Task instructions ->
(a) Please write out the band profile word for word, from "Their 2004 release" to "punk & ska.".
(b) Which acts does the band profile name as noticeable influences on the band's sound?
(c) According to the band profile, how many copies did Warning Shot sell?

Passage for review ->
##############################

Los Furios is a nine-piece band from Vancouver, British Columbia which has performed across Western Canada since 2000.  Los Furios began adding horns to the line-up in 2001 and have been evolving their blend of punk, ska, and reggae ever since.

The band has variously featured a two- or three-piece horn section complemented by distinct songwriters and vocalists.  This instrumentation adds to their diverse sound. Noticeable influences in their sound include acts such as The Clash, Sublime, Fishbone, and Rancid.  The 6-song EP Los Furios (Surrender Records 2003) was the first release to feature the horn driven sound people have come to associate with the band.

Their 2004 release Warning Shot (Megalith Records USA/Bacteria Buffet Records CDN) sold over 5000 copies, mostly at the live shows, and received rave reviews from college radio DJs across the country.  Warning Shot fully displays the diverse influences of the group, ranging from rocksteady reggae to so-cal punk & ska.

Some of their highlight gigs include two opening spots at The Commodore Ballroom (House of Blues), first with Fishbone and later with The Tokyo Ska Paradise Orchestra.  They have been invited to play the Victoria Ska Fest three years running, including a headlining spot on the 2005 bill with Fishbone and Long Beach Short Bus.  The Vans Warped Tour has also taken notice of the band, featuring them on their 2005 tour.

##############################

Saved entries

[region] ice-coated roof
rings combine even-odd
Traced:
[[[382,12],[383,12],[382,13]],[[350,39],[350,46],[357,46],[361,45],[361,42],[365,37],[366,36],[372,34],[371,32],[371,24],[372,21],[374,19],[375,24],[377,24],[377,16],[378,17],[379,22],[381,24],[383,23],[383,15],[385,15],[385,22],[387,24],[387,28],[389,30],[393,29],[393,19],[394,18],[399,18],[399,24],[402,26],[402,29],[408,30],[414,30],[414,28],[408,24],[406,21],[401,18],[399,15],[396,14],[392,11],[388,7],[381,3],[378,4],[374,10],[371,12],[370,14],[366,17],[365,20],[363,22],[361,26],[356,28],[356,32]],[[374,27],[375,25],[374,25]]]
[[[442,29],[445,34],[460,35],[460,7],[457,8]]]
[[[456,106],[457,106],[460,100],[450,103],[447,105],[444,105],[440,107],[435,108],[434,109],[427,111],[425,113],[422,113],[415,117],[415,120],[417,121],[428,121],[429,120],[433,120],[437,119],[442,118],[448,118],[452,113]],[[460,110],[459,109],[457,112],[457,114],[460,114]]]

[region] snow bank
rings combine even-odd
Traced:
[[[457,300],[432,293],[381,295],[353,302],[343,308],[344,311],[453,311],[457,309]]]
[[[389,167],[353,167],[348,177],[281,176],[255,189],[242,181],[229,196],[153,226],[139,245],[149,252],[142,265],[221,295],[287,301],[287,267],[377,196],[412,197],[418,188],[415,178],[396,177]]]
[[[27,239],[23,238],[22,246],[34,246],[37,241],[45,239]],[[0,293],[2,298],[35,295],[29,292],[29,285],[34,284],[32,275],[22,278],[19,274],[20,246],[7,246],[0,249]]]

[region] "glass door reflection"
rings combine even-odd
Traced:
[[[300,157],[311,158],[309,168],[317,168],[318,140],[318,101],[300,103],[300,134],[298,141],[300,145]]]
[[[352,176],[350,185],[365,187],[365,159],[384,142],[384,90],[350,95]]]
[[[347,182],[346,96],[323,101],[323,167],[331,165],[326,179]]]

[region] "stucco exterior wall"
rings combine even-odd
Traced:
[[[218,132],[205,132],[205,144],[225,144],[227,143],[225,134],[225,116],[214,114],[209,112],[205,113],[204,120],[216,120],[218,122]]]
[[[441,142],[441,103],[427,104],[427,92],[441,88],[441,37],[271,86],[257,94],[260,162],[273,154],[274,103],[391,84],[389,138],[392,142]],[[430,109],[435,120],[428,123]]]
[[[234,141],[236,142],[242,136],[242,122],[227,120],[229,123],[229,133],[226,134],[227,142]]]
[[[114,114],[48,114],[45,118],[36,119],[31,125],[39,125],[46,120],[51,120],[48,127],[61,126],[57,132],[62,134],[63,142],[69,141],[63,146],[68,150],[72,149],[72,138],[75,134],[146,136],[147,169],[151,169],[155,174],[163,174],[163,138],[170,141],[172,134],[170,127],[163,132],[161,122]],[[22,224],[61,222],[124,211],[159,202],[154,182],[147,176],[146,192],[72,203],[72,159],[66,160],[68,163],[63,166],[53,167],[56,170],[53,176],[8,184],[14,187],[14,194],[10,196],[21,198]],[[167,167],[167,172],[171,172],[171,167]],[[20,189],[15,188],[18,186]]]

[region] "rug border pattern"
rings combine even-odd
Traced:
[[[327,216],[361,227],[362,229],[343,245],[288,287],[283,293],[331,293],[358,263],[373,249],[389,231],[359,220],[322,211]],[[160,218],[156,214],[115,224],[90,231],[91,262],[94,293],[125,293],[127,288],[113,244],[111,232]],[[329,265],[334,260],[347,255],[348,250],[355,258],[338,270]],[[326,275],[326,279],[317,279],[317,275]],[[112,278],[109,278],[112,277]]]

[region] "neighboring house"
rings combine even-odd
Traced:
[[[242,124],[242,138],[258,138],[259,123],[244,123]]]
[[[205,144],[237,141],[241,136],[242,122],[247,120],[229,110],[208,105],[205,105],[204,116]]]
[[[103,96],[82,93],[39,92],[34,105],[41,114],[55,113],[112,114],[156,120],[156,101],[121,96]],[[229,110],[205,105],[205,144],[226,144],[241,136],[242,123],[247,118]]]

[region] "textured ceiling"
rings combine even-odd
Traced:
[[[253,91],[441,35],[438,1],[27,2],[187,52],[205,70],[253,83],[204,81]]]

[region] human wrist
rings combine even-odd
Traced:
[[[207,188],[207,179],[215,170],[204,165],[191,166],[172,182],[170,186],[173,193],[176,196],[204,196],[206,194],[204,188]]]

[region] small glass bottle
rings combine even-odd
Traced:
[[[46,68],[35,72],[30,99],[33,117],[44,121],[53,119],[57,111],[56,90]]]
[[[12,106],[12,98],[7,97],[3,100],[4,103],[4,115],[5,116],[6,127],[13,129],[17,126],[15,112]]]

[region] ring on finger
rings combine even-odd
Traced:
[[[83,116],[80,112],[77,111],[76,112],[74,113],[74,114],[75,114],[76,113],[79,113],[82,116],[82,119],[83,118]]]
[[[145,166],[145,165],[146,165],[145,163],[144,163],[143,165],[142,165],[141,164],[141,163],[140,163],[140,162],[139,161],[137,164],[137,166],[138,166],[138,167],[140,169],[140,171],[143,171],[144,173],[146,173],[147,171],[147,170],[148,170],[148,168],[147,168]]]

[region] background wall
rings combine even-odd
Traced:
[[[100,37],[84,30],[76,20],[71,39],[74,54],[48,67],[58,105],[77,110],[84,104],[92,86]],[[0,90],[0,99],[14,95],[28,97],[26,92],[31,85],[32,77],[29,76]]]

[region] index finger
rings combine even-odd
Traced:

##############################

Answers to the problems ->
(a)
Their 2004 release Warning Shot (Megalith Records USA/Bacteria Buffet Records CDN) sold over 5000 copies, mostly at the live shows, and received rave reviews from college radio DJs across the country.  Warning Shot fully displays the diverse influences of the group, ranging from rocksteady reggae to so-cal punk & ska.

(b) The Clash, Sublime, Fishbone, Rancid

(c) Over 5000 copies, mostly at the live shows.